» The problem
The answer should contain each record below, repeated exactly.

» Dataset excerpts
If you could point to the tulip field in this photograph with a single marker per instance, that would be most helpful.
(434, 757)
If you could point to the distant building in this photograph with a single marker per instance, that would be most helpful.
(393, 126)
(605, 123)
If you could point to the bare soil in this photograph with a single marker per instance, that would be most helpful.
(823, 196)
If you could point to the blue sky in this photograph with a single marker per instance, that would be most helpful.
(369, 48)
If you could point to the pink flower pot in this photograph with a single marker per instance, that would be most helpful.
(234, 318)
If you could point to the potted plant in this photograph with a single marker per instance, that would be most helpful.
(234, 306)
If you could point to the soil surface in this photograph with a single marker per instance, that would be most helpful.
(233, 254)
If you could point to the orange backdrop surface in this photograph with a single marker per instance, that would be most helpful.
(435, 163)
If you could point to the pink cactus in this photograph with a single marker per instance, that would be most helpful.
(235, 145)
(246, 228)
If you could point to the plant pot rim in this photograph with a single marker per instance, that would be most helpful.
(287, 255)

» Solution to this problem
If you could point to the tulip field in this photograph with a single marker per instance, that would be most helpful.
(434, 757)
If you could point to the distant building in this photograph with a single marker per instance, that would be most helpful.
(393, 126)
(605, 123)
If you could point to the bare soil in this photograph with a single marker per instance, that would be most helpful.
(823, 196)
If you could point to the blue sky in this photograph with a single marker per instance, that would be most helpful.
(369, 48)
If you could point to the pink flower pot in this photograph with a single marker per instance, that would be most helpful.
(234, 318)
If you could point to the potted plant in this photograph with a single marker per instance, that would be most helpful.
(234, 306)
If you could point to the soil surface in this photograph with a single marker per instance, that would be most helpful.
(233, 254)
If you could point to the orange backdrop surface in this photograph with a single marker per instance, that would be most helpful.
(435, 163)
If you could point to the pink cactus in this photograph with a single marker per instance, that would be most helpful.
(235, 145)
(246, 228)
If you could point to the plant pot rim in this photograph with a single marker per instance, that would be most helpful.
(287, 255)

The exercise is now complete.